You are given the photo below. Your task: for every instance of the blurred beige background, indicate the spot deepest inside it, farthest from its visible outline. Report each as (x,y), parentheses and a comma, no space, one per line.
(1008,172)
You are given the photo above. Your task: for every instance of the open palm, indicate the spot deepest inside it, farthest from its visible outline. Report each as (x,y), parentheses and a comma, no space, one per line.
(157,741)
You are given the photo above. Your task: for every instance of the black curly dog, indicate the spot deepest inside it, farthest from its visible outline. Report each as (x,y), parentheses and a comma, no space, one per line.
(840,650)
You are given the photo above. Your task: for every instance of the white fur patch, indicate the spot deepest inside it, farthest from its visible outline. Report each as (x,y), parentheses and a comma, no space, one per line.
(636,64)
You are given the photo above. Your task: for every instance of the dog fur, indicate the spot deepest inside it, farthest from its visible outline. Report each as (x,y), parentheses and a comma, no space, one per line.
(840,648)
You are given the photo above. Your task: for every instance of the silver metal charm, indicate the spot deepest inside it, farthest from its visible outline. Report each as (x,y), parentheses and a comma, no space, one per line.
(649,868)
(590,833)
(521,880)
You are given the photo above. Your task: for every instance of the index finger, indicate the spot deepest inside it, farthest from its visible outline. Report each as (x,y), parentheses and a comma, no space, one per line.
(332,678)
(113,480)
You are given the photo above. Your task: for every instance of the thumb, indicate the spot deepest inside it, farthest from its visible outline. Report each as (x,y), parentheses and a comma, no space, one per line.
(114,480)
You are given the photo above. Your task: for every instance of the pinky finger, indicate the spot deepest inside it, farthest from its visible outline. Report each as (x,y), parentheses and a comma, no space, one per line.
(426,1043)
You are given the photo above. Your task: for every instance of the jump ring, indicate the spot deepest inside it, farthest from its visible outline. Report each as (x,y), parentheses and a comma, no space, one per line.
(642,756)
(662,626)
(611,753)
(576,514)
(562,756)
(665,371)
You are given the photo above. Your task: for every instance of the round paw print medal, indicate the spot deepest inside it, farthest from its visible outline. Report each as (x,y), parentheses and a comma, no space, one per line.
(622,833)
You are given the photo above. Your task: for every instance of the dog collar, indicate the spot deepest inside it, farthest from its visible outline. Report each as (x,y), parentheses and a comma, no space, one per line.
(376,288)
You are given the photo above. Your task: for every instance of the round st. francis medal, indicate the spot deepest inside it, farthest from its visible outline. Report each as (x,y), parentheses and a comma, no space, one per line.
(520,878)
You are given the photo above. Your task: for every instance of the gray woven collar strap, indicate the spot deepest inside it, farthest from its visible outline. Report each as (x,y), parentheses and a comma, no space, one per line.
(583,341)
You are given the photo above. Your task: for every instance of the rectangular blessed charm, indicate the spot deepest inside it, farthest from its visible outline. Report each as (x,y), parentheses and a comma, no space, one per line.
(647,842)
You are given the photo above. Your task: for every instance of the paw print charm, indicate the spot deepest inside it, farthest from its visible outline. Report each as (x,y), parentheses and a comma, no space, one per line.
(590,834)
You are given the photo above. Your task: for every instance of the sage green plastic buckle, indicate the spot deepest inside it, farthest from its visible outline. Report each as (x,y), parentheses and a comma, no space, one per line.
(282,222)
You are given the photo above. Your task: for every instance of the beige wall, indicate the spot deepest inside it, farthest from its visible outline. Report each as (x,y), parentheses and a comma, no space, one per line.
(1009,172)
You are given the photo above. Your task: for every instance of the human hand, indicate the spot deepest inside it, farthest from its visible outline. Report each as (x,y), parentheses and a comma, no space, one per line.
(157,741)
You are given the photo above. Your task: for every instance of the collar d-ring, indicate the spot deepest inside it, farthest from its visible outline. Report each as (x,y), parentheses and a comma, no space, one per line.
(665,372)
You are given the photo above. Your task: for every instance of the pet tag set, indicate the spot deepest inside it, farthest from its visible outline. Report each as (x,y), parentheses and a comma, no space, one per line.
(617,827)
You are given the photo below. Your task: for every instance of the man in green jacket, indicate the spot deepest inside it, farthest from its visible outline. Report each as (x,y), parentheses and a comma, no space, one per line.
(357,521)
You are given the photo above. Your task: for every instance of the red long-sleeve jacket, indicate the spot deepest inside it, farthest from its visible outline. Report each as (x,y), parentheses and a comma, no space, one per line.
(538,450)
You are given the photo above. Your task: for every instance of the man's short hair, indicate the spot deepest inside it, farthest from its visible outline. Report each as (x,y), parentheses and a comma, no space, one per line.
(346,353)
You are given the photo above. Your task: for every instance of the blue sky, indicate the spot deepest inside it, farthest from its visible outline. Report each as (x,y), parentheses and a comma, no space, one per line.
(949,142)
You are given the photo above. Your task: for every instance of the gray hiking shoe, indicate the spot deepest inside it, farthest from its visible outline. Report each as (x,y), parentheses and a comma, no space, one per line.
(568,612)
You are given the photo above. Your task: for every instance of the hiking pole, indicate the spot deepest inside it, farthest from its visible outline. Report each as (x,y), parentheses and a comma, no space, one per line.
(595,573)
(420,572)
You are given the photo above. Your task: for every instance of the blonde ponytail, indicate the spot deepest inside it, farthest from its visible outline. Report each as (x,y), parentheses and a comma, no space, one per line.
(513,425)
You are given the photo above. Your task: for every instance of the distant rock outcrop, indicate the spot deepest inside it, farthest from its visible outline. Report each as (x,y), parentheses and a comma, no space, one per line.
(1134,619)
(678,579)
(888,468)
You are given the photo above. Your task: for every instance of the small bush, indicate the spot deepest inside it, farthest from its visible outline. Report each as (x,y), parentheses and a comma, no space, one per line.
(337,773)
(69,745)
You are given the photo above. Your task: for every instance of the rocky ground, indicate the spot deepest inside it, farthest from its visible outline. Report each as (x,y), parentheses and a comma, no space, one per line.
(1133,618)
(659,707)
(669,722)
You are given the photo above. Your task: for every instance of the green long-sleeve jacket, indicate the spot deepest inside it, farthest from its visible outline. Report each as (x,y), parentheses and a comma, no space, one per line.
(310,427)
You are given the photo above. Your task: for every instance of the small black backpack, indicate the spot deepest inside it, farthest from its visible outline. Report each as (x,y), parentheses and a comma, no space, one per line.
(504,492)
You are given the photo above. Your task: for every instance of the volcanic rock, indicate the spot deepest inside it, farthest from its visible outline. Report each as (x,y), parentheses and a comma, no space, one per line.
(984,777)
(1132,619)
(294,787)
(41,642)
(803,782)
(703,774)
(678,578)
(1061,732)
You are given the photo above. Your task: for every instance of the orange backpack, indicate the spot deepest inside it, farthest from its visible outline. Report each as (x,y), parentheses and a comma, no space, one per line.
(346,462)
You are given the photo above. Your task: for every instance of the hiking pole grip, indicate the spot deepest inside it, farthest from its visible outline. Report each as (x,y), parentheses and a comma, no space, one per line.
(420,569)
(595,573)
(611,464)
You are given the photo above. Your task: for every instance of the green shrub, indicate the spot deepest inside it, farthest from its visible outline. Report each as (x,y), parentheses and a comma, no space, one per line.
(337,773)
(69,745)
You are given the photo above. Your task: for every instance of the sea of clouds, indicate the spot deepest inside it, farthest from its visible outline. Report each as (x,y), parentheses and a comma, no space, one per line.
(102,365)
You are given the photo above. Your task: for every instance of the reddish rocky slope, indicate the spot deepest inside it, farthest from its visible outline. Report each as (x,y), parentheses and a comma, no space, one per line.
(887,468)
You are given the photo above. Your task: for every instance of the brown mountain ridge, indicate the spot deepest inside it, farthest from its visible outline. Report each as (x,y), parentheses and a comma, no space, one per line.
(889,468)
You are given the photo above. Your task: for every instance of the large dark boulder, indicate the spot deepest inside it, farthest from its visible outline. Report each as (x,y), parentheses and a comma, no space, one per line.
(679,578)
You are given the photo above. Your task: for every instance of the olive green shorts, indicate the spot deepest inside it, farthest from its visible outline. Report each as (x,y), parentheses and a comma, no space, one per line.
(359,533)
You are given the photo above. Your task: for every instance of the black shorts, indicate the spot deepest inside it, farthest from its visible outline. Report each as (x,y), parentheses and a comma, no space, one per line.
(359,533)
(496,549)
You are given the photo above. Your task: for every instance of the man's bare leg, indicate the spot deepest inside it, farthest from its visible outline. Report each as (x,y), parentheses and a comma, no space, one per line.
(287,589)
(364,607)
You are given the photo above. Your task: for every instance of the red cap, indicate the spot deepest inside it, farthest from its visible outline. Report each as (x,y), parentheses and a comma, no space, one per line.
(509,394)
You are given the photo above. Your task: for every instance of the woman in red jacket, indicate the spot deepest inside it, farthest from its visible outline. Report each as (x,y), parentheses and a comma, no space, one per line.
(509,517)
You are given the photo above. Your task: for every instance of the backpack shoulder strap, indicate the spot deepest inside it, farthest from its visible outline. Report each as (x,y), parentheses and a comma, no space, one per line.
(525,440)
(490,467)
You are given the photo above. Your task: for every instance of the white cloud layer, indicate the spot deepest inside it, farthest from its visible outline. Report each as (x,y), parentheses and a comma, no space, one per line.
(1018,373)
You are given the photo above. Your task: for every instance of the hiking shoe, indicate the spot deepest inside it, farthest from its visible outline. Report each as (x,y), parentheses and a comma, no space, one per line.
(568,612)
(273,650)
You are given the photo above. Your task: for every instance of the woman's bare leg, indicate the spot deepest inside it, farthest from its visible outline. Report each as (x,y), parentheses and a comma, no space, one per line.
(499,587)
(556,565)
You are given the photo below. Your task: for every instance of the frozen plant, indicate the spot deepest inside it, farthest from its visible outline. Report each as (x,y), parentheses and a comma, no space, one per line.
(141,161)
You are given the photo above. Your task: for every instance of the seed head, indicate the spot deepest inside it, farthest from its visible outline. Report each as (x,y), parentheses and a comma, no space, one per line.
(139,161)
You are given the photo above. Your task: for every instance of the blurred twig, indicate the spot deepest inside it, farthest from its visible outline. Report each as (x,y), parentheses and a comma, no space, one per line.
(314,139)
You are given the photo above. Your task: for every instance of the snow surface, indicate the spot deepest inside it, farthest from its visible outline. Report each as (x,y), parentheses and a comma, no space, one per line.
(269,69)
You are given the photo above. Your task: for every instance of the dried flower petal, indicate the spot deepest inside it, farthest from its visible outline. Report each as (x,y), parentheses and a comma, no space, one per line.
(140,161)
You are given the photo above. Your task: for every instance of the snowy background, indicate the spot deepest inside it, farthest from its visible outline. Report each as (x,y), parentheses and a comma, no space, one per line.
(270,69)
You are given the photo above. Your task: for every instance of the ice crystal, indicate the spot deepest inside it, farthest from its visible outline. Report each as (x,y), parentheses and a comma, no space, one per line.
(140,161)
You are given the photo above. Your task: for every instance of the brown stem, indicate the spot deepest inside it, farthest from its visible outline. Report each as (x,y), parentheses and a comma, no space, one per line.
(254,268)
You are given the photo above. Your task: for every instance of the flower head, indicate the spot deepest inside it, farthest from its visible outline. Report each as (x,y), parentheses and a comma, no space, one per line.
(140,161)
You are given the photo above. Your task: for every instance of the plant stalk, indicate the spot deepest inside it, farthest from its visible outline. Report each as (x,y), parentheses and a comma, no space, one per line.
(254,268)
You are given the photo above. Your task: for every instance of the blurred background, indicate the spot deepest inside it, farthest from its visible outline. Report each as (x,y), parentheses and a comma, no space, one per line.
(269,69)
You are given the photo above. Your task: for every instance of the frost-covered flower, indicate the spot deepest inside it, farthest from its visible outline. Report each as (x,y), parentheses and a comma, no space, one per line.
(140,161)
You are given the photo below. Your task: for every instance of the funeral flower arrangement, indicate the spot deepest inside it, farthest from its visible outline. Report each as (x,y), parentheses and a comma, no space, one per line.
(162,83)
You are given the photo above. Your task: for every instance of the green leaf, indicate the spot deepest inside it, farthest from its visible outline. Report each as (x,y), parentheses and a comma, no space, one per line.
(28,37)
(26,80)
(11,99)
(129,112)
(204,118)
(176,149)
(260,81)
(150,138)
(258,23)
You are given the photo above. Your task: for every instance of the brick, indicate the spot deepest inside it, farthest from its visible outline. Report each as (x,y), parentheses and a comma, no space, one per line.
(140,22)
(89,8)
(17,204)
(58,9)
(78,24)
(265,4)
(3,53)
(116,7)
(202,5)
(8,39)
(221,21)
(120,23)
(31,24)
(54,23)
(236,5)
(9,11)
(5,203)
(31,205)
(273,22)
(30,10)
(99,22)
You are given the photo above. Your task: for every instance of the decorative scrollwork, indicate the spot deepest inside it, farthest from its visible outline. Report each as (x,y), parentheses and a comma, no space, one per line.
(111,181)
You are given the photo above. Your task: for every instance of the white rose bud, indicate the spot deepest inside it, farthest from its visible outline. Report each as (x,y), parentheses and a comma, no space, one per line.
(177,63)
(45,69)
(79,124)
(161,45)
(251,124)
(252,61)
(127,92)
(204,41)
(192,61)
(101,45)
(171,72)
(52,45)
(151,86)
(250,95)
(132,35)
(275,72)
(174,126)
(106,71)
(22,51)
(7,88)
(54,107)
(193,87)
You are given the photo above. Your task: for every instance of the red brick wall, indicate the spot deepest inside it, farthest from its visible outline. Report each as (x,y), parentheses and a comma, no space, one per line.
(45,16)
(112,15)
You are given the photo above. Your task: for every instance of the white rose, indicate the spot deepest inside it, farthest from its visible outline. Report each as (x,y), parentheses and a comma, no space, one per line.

----------------------------------------

Task goal:
In the answer, restate word for word each line from the one with "the brick, indicate" through the end of the material above.

Response area:
You are given the photo above. Your task: for every instance of the brick, indicate the spot deepest inside it, farthest from its visible outline. Report each as (x,y), parentheses and a comma, no space, one per line.
(140,22)
(89,8)
(17,204)
(58,9)
(78,24)
(265,4)
(3,53)
(116,7)
(202,5)
(8,39)
(221,21)
(120,23)
(31,24)
(54,23)
(236,5)
(9,11)
(5,203)
(31,205)
(273,22)
(30,10)
(99,22)
You are given the photo above. Your task: for every instance of the decorative scrollwork, indicate the spot deepest inside it, farthest from its visible outline. Report each as (x,y), parentheses and a comma, no space, one per line.
(111,181)
You are given the photo above. Your task: for every instance of the white rose bud, indicate the spot deepest inside it, farthest from its visible outline. Report each as (x,y), parentheses and a comma, no space, one per line.
(177,63)
(45,69)
(79,124)
(161,45)
(251,124)
(252,61)
(127,92)
(204,41)
(192,61)
(101,45)
(171,72)
(52,45)
(151,86)
(250,95)
(132,35)
(275,72)
(174,126)
(106,71)
(22,51)
(7,88)
(54,107)
(193,87)
You are given the photo above. Your task: for every instance of the red brick wall, indicate the spot deepest inside it, farthest from its visible outline. Report each as (x,y), parentheses and a comma, no space, one per line.
(45,16)
(112,15)
You are given the photo above. Your task: for every instance of the white rose, indicate the spot deepest inside it, farthest from its visible outline. Report each as (x,y), parentheses and a comma, no space, one per line.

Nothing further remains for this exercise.